## start RECORD LIST
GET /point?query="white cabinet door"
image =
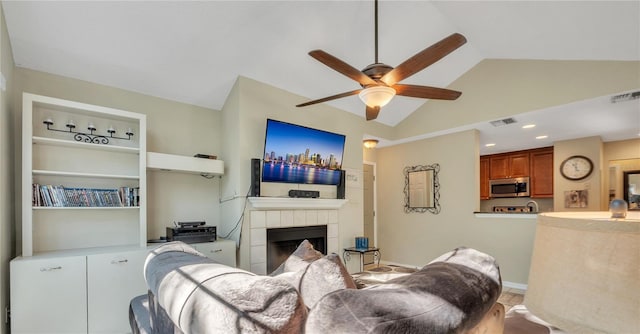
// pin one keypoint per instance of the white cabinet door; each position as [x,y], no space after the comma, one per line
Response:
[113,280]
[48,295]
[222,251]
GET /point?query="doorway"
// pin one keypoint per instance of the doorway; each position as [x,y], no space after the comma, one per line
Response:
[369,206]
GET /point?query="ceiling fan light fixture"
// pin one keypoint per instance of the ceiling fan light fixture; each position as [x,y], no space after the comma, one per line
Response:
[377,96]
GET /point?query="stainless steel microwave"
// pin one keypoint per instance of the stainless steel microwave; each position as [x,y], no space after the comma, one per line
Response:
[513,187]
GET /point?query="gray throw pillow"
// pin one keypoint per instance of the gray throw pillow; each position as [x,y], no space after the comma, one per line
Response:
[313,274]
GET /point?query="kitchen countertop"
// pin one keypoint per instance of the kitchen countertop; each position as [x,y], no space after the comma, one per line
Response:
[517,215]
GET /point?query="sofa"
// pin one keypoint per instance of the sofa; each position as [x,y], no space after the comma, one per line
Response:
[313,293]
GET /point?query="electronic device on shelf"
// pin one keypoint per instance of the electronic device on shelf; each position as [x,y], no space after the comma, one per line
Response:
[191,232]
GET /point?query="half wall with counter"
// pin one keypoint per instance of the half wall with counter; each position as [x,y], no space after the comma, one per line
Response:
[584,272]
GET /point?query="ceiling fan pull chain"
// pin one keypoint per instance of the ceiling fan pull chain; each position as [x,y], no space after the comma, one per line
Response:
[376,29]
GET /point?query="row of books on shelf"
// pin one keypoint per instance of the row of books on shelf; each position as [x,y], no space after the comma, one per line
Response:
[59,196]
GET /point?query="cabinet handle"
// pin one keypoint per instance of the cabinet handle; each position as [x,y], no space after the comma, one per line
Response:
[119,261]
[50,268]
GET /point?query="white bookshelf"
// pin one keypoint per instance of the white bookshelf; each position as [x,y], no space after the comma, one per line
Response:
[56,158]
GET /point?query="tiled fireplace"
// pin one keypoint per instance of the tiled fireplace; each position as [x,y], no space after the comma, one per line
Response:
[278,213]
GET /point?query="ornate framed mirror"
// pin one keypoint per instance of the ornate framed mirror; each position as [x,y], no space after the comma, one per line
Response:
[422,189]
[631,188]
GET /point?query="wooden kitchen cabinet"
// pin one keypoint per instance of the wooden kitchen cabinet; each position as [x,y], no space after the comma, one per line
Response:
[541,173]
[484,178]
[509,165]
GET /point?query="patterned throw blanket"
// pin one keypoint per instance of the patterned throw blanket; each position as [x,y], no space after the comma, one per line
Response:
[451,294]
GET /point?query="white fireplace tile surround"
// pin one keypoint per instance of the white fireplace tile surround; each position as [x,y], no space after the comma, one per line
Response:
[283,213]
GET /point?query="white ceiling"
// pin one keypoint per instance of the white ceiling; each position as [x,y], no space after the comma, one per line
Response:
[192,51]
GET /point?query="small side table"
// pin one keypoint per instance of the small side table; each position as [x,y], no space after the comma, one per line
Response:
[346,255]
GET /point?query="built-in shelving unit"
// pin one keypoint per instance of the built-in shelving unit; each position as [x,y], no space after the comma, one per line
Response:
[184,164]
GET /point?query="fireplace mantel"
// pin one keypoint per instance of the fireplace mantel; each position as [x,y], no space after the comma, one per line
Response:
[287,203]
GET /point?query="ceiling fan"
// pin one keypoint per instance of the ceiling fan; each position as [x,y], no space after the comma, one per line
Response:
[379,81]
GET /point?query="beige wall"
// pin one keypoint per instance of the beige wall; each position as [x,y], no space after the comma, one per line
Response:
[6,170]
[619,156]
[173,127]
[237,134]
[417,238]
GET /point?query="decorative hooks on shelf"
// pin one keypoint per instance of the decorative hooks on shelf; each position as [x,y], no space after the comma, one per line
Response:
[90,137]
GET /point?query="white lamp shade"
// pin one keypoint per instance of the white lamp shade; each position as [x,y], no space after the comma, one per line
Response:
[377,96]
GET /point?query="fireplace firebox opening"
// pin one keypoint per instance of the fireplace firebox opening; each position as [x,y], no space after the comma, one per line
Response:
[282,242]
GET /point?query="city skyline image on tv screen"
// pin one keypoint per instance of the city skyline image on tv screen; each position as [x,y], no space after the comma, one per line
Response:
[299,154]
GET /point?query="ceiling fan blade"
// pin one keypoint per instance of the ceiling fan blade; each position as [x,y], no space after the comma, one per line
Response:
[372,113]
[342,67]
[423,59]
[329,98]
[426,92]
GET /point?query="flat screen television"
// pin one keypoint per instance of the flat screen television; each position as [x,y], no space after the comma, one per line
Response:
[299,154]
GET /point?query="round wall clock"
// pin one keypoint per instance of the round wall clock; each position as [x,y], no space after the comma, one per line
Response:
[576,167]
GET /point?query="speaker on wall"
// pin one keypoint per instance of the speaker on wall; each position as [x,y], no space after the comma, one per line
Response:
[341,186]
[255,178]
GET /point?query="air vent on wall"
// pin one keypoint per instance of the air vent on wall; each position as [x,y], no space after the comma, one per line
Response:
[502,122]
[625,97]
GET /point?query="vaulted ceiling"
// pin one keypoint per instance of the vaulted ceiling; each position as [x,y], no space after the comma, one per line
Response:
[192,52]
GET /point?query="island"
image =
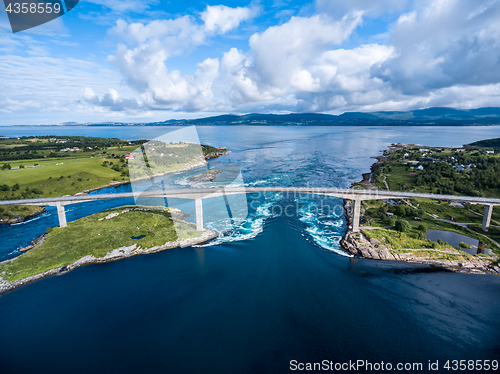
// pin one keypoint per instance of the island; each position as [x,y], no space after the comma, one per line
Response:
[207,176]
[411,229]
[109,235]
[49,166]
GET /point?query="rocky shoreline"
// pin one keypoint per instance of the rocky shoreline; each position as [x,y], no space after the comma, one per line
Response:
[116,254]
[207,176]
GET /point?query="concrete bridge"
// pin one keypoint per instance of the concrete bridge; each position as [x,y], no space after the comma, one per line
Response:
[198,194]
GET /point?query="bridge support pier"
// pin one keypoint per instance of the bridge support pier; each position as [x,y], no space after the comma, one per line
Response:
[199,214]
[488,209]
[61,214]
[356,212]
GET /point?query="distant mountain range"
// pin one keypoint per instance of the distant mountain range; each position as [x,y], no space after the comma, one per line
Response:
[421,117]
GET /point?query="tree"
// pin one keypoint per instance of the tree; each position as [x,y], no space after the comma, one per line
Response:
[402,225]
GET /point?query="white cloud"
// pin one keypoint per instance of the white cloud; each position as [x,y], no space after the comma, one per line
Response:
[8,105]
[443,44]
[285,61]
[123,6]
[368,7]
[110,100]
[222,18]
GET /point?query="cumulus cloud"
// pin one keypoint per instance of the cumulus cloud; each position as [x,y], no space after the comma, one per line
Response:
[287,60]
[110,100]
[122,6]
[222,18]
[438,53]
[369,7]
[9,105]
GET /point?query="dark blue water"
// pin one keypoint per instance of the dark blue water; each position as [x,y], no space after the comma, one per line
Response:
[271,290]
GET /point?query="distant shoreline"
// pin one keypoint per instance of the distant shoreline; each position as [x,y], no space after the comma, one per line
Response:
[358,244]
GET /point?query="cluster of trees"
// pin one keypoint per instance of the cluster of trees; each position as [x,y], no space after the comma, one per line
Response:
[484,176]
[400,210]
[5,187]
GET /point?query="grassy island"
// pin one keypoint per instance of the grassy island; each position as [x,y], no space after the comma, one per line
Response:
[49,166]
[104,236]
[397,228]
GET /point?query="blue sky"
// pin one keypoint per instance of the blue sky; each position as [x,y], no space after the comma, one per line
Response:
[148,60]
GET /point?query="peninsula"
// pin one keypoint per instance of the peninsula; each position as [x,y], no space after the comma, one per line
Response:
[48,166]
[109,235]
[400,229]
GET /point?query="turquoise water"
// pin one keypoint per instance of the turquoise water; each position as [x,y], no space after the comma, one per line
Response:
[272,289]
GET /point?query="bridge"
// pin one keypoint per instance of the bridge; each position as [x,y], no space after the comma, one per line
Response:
## end RECORD LIST
**GOAL OF THE EXERCISE:** Please pick out every line in the rows above that holds the string "stainless", and copy each one in full.

**REPLY:**
GET /point?query="stainless steel microwave"
// pin one keypoint per instance of the stainless steel microwave; each position as [x,y], no space after the comma, one per line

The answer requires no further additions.